The FTSE NAREIT All REITs Index gained 13.08 during the year's first nine months, and had a dividend yield of 4.31% as of September 30. The S&P 500 had a total return of 8.34% over the same period, and a dividend yield of 2.06%.
The big YTD performance comes even after a 2.63% decline in the just-ended Q3 (vs. the S&P's 1.13% decline).
Apartment REITs (EQR, AVB, ESS, PPS, UDR, to name a few) have been the biggest winner so far this year, with total return of 20.29% In second place at 16.76% are self-storage REITs (PSA, SSS, CUBE, EXR).
Mortgage REITs (REM, MORT, MORL) had a total return of 12.69%.
A check of 900 corporate and public defined benefit plans between 1998 and 2011 found listed equity REITs - with an average annual net return of 11.31% - edged out private equity (11.1%) as offering the highest net returns of any asset class, according to a soon-to-be-released report from CEM Benchmarking.

Written instruction 1: According to the REIT summary, which kind of REIT had the highest total return so far this year, and what was that return?
The REIT summary and the rows come from separate, unrelated sources.

Pointing dataset records:
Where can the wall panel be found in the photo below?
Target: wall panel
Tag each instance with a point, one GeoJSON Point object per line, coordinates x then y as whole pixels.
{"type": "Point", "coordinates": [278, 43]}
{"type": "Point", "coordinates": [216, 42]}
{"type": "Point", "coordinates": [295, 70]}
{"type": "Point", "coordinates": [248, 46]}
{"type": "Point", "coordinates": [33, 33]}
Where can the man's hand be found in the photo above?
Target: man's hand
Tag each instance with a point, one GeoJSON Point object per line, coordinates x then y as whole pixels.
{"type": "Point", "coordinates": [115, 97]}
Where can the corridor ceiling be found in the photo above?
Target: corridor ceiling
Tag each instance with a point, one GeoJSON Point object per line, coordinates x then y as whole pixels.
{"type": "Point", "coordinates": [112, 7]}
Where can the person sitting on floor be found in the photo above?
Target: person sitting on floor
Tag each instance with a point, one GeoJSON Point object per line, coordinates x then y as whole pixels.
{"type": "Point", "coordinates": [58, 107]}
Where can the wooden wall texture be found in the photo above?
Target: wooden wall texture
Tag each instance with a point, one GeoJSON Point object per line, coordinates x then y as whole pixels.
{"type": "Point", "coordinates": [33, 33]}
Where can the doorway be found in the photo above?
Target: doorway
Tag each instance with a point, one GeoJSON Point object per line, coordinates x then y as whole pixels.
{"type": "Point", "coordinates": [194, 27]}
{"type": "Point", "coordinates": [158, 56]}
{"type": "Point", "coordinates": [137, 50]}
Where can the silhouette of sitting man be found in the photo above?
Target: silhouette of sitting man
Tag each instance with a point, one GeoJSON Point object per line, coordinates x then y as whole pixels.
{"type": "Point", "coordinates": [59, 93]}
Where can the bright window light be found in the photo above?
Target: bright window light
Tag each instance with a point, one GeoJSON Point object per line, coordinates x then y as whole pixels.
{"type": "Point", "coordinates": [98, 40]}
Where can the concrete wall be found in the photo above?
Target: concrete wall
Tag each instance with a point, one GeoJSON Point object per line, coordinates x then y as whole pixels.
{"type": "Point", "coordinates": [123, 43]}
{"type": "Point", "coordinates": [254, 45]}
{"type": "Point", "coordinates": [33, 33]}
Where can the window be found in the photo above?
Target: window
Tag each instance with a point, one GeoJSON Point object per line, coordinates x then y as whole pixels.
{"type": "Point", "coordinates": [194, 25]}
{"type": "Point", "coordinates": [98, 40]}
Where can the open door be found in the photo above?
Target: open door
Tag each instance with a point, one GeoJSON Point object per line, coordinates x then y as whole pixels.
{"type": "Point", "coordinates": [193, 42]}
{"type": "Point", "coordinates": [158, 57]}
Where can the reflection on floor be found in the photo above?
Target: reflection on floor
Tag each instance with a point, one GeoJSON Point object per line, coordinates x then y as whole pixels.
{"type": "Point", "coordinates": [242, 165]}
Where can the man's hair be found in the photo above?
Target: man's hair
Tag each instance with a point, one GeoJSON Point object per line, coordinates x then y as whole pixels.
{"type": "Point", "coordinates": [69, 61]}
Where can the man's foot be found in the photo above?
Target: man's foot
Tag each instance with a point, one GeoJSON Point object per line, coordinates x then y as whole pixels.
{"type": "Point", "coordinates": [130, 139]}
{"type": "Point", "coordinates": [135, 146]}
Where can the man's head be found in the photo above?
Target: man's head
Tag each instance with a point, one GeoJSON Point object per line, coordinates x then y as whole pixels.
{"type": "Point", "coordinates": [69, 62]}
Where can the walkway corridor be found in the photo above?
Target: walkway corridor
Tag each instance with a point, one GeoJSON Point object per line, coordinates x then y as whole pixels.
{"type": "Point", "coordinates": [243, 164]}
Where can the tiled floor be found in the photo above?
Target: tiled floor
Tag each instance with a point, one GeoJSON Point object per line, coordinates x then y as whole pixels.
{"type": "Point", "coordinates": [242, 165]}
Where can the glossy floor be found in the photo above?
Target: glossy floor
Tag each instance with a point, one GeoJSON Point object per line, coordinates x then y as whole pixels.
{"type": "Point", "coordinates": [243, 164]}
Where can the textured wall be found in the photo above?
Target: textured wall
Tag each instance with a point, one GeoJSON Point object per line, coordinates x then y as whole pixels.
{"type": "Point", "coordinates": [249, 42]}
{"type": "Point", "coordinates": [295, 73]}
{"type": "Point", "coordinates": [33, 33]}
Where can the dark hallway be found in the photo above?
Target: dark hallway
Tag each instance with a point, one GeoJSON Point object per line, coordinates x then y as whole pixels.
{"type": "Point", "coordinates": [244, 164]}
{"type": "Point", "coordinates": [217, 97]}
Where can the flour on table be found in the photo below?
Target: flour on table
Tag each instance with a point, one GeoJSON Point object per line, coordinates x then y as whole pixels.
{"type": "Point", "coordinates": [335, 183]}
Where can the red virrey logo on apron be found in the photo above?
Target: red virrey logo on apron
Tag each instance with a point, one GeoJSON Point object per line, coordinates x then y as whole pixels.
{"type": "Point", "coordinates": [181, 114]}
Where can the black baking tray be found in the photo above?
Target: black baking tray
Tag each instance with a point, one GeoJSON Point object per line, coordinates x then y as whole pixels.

Written instruction 2: Return every line in the rows that contains the word "apron". Case counts.

Expected output 1: Apartment REITs, with a total return of 20.29%.

Expected output 2:
Where can the red virrey logo on apron be found in the photo above?
Target: red virrey logo on apron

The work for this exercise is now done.